## Selected text
------------------------

Teacher set to run London marathon to help raise funds for school counselling charity as demand for teenage mental health help increases
A teacher at a secondary school in Leeds is running the London Marathon to help raise funds for specialist mental health services based in schools.
Waiting times for students to see a counsellor or to access specialist services were already becoming increasingly long before the pandemic, but an increase in demand for services for teenagers struggling to cope with the effects of lockdown has only exacerbated the issue.
It has led to many schools entering into contracts where they take on outside mental health services to try and help young people before mental health problems spiral out of control.
For example, Allerton High School has been working with the charity Place2Be since the last academic year. It was founded in 1994 and works with 600 schools across the UK where it places a dedicated mental health professional to work from an office in the school so there is someone on hand all the time to help with young people who are struggling with issues which range from exam stress, to social media pressures and problems at home and in their personal life.
Estimates by Place2Be reveal that it costs £4.2m per year to fund one-to-one counselling and that equates to a spend of £923 per child who receives counselling, and, there are only ten places available at Allerton High for young people to engage with services at any time, with waiting lists being drawn up after that.
She said: "We were finding that waiting lists for mental health services for young people were becoming longer and Place2Be offers instant access to counselling for students and we are not putting them on a waiting list.
"Because of the pandemic the use of the service has increased, a lot of students have struggled during lockdown. If they have a problem, usually when we get to them it is crisis point. They have let problems build up and things have happened."

------------------------

## Raw data
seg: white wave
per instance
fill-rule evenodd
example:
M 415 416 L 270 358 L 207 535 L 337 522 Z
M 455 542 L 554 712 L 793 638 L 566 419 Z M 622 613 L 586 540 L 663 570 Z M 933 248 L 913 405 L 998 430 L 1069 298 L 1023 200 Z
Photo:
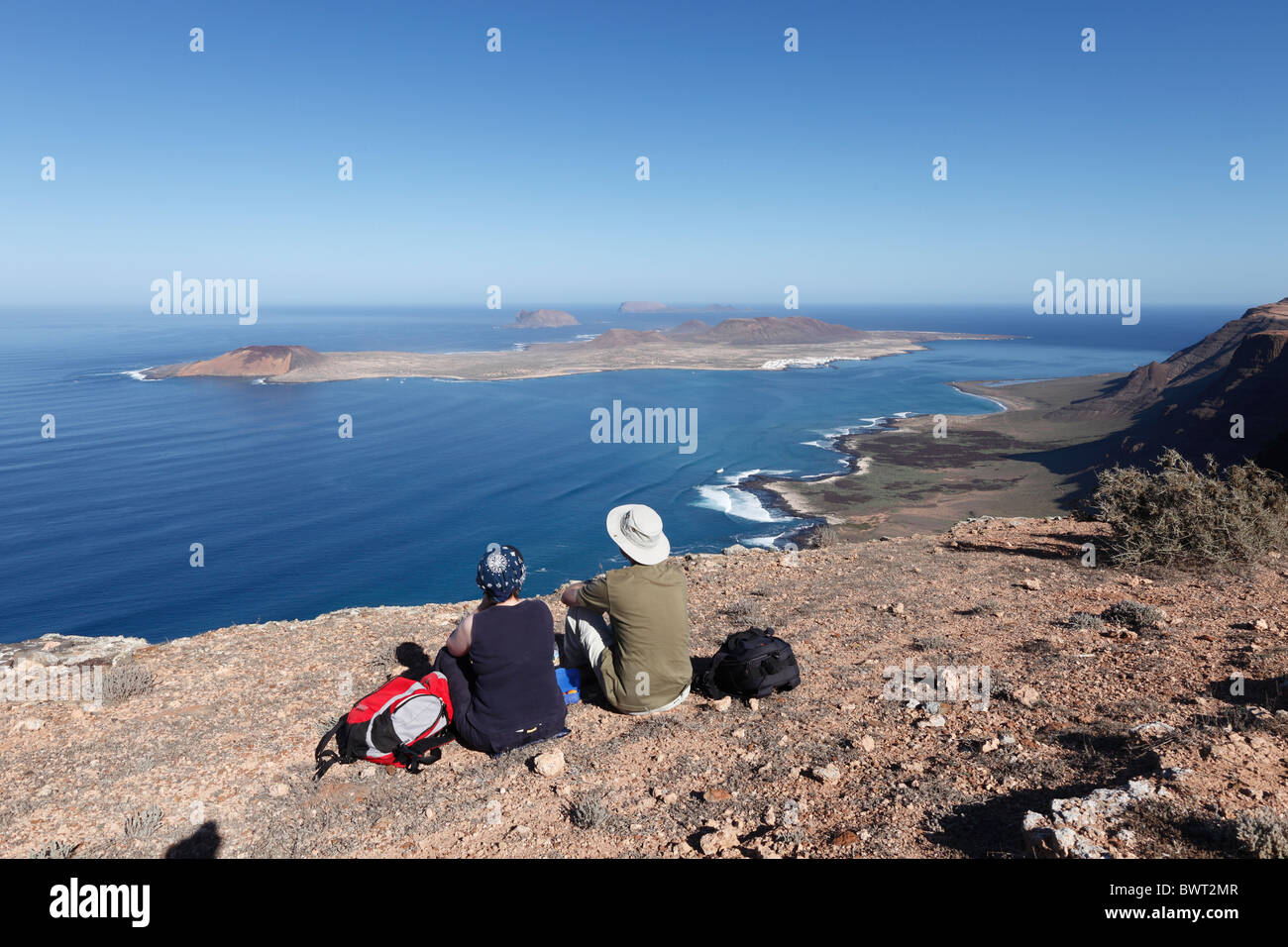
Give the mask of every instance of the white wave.
M 698 506 L 717 510 L 728 517 L 746 519 L 750 523 L 781 523 L 787 519 L 766 509 L 757 496 L 737 486 L 703 483 L 694 490 L 698 491 Z
M 720 468 L 720 470 L 716 470 L 716 473 L 721 473 L 723 470 L 724 468 Z M 757 466 L 755 470 L 743 470 L 735 474 L 725 474 L 725 483 L 733 483 L 737 486 L 738 483 L 742 483 L 743 481 L 750 481 L 752 477 L 759 477 L 760 474 L 765 474 L 766 477 L 786 477 L 790 473 L 791 470 L 761 470 Z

------------------------

## What is required
Resume the news article about the Leeds teacher running the London Marathon for school counselling, starting after its last sentence.

## Answer section
Ms Bebbington added that schools are often a focal point for young people seeking help as they don't have someone at home who is able or willing to help. The range of issues she has come across at school include things that have happened at home to students, social media pressures, an increase in males coming forward for help and increased incidents of gangs bullying young people into getting involved with activities they don't want to.
She added: "One of the main things that Place2Be offers, and what made me want to help, is that if students can learn to deal with their mental health as young people, it means they are mentally healthier as adults. The sooner they can access help, the sooner they have the tools to deal with their own mental health rather than having to access services for the rest of their lives.
"Ten students can access this straight away, some go on a waiting list. I wanted to raise money so it might have an impact on the amount of students that can access that."
One in six children and young people now have a diagnosable mental health issue. That’s five children in every classroom with a condition like depression or anxiety.